** begin Dataset records **

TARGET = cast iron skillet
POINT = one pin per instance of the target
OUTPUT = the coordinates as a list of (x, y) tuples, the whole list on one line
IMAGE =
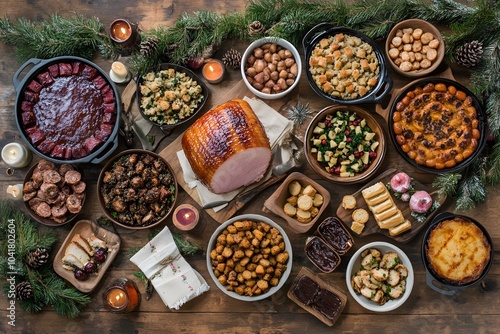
[(480, 114), (439, 284), (168, 128), (40, 66), (324, 30)]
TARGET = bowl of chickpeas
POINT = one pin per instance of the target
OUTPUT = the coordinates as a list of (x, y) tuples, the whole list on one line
[(414, 48), (249, 257), (271, 67)]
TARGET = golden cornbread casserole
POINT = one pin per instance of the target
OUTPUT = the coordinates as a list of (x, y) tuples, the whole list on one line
[(458, 251), (436, 125), (344, 66)]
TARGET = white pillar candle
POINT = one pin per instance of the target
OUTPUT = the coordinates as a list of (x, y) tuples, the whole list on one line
[(16, 155), (16, 191), (118, 72)]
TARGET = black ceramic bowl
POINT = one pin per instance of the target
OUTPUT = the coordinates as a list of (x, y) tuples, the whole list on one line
[(440, 284), (168, 128), (482, 127), (325, 30), (67, 80)]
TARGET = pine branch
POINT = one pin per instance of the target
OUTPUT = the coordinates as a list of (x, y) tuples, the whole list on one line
[(54, 37)]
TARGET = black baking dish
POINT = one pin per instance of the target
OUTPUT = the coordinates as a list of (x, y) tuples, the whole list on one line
[(442, 285), (168, 128), (51, 82), (482, 126), (324, 30)]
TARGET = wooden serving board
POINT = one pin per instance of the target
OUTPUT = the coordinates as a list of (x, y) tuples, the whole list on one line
[(170, 154), (87, 228), (372, 227)]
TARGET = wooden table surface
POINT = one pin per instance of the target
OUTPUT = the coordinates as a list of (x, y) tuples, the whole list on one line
[(474, 310)]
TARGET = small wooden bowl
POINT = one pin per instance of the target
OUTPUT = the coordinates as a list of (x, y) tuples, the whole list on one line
[(320, 167), (51, 221), (426, 27), (277, 201)]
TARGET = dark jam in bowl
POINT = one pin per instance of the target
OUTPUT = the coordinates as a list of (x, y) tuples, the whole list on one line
[(327, 303), (335, 234), (322, 255)]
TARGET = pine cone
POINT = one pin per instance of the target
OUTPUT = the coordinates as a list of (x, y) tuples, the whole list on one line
[(469, 54), (232, 59), (24, 291), (38, 257), (255, 28), (149, 46)]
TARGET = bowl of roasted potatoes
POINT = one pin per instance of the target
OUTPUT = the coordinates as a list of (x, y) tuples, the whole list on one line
[(249, 257), (380, 277)]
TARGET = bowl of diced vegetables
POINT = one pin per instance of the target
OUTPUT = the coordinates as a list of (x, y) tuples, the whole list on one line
[(345, 144)]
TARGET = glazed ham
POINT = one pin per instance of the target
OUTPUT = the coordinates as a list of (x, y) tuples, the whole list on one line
[(227, 147)]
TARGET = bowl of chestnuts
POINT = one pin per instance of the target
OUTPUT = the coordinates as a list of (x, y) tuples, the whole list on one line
[(271, 67)]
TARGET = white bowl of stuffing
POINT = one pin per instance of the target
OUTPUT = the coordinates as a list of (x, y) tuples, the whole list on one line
[(414, 48), (271, 67), (380, 277), (236, 262)]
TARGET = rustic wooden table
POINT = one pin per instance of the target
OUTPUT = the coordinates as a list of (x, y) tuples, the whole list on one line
[(474, 310)]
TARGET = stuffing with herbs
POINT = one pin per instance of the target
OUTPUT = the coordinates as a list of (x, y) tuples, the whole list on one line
[(381, 278), (344, 66), (138, 189), (169, 96)]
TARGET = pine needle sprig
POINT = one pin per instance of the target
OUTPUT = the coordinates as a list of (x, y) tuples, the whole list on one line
[(48, 288), (56, 36)]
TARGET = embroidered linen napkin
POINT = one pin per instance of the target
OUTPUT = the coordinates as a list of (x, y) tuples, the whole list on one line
[(277, 128), (171, 275)]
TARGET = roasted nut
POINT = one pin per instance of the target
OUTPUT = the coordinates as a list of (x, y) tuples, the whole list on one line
[(277, 62)]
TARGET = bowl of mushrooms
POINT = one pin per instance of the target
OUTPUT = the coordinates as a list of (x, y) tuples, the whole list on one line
[(249, 257), (380, 277), (271, 67), (414, 48)]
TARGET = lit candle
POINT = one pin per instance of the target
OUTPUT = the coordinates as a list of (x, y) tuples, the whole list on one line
[(16, 191), (185, 217), (118, 72), (122, 296), (117, 298), (16, 155), (120, 30), (213, 71)]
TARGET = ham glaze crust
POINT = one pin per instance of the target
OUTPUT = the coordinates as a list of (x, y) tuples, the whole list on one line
[(227, 147)]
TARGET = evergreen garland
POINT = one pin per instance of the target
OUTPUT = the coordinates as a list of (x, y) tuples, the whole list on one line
[(192, 34), (48, 288)]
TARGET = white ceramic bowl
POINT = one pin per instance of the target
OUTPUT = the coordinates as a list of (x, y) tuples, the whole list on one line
[(282, 42), (256, 218), (354, 265)]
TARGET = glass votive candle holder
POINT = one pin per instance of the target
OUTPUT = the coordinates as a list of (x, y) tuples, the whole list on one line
[(213, 71), (122, 296), (186, 217)]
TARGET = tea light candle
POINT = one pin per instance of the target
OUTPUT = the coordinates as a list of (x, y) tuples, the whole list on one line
[(120, 31), (16, 155), (16, 191), (185, 217), (118, 72), (117, 299), (122, 296), (213, 71)]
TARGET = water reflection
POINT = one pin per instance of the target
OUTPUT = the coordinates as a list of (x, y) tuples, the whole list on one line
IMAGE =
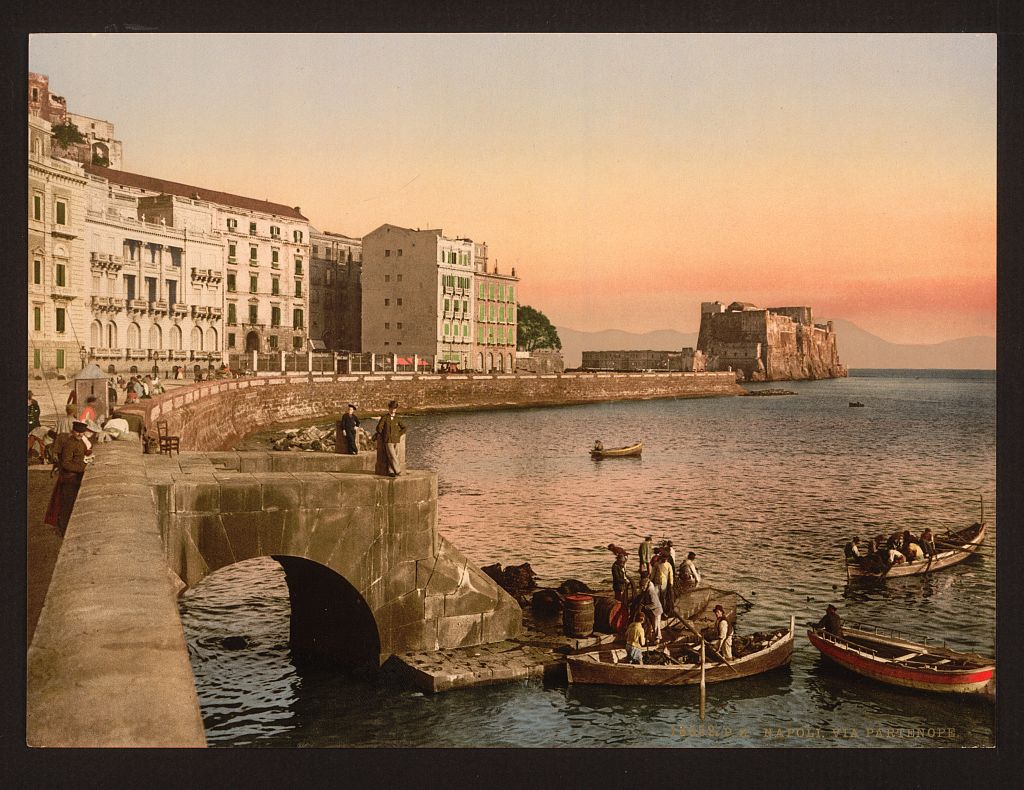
[(765, 490)]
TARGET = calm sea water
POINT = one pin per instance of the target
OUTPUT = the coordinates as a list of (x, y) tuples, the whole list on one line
[(765, 490)]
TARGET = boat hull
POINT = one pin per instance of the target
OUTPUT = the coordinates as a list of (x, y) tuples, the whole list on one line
[(588, 668), (619, 452), (936, 563), (979, 679)]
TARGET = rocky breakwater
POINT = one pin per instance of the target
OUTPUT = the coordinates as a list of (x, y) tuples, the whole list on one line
[(317, 440)]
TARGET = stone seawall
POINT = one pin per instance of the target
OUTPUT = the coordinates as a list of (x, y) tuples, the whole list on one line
[(108, 664), (216, 415)]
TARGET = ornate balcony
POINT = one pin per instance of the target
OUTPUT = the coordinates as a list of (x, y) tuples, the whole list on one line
[(101, 262), (206, 276)]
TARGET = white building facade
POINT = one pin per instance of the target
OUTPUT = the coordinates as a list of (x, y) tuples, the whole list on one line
[(417, 294)]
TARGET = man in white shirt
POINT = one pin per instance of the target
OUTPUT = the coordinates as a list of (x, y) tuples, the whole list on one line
[(724, 631), (691, 576)]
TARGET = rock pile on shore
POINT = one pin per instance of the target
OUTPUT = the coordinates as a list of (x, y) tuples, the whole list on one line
[(317, 440)]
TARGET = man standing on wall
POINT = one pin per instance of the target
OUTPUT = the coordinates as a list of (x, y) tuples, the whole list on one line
[(70, 467), (390, 429), (346, 428)]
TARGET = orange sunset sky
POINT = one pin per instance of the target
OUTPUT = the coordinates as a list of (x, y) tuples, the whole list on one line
[(627, 177)]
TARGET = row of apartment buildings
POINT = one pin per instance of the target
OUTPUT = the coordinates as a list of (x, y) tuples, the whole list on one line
[(132, 272)]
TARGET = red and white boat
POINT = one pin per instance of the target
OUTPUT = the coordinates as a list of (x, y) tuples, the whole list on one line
[(896, 659)]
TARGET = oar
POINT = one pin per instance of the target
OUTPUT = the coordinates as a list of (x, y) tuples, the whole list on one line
[(689, 625)]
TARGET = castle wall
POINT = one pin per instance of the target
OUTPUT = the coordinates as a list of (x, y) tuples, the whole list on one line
[(792, 347)]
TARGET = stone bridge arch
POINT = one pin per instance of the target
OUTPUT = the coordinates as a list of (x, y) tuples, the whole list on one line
[(328, 521)]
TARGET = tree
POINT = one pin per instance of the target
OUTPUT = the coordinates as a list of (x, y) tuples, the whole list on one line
[(535, 330), (67, 134)]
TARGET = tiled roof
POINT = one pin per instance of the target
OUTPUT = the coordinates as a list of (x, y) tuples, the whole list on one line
[(195, 193)]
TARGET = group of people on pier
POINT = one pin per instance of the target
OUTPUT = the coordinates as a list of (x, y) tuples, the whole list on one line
[(390, 429), (651, 599)]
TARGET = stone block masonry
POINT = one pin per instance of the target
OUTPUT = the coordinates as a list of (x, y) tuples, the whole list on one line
[(216, 415), (109, 665)]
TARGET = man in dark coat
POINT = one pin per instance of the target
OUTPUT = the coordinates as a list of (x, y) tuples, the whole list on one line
[(832, 622), (33, 413), (70, 467), (390, 429), (346, 427)]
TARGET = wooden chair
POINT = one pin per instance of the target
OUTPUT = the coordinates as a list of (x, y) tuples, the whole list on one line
[(167, 444)]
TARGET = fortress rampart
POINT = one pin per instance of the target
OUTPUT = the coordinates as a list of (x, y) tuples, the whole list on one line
[(768, 343)]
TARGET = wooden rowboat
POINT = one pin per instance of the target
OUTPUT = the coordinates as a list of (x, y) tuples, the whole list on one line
[(617, 452), (952, 547), (893, 658), (607, 665)]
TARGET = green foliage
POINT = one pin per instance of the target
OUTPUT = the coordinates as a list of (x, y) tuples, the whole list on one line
[(535, 330), (67, 134)]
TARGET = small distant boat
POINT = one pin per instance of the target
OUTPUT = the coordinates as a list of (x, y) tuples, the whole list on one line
[(616, 452), (952, 547), (607, 665), (893, 658)]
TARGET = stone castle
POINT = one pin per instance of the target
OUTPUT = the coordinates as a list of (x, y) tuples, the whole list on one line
[(768, 343)]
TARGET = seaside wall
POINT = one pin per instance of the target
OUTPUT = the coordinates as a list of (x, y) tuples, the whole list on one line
[(215, 415)]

** end Dataset records **

● Exercise requirements: Copy the portion of the data above that opens with the line containing "TARGET = stuffing with herbs" and closes with the line containing "296), (213, 71)]", including both of those lines, with every line reproduced unchanged.

● Reply to the exercise:
TARGET = stuffing with herbs
POINT = one pin per instance of the target
OUTPUT = the coordinates as a list of (x, y) tuples, the whole list on one line
[(381, 278), (344, 66), (138, 189), (169, 96)]
TARGET = pine needle sprig
POINT = one pin per instance of the target
OUTPUT = the coordinates as a list of (x, y) tuples, the whole list on one line
[(48, 288), (56, 36)]
TARGET = embroidered linen napkin
POINT = one pin per instance of the target
OUTPUT = the coordinates as a list of (x, y) tuples, the whole list on one line
[(277, 128), (171, 275)]
TARGET = roasted nut
POINT = one pin per instance of the target
OUTPUT = the coordinates as a list of (x, y) tuples, the whole list on one line
[(277, 62)]
TARGET = bowl of mushrooms
POINT = one pin per instance of the target
OUTPUT = the coordinates as a list of (x, y) tuples, the whole list on one line
[(249, 257), (380, 277), (271, 67), (414, 48)]
TARGET = lit candle
POINT = one pin per instance of the target
OUTPUT = the coordinates as a list of (x, y) tuples, the whole list on one line
[(16, 191), (185, 217), (118, 72), (122, 296), (117, 298), (16, 155), (120, 30), (213, 71)]
TARGET = ham glaze crust
POINT = one pin per instance of the target
OUTPUT = the coordinates as a list of (x, y) tuples, the whole list on one line
[(227, 147)]
TARGET = evergreen garland
POINT = one pin per instance of the target
OUTPUT = the coordinates as a list of (x, y) tuples, the whole list on one line
[(192, 34), (48, 288)]
TARGET = white ceramic bowl
POINT = one pin per instance of the target
OUTPUT = the coordinates as a list of (x, y) tuples, the whole list on one line
[(282, 42), (256, 218), (354, 265)]
TARGET = glass votive candle holder
POINT = one pin per instance of the target
OUTPUT = the coordinates as a list of (x, y) tuples, the whole list on one line
[(213, 71), (122, 296), (186, 217)]
TARGET = tea light candle
POINT = one pin per instance of the target
OUTPUT = the coordinates as a list of (x, y) tuples, the whole list on one line
[(120, 31), (16, 155), (16, 191), (185, 217), (118, 72), (117, 299), (122, 296), (213, 71)]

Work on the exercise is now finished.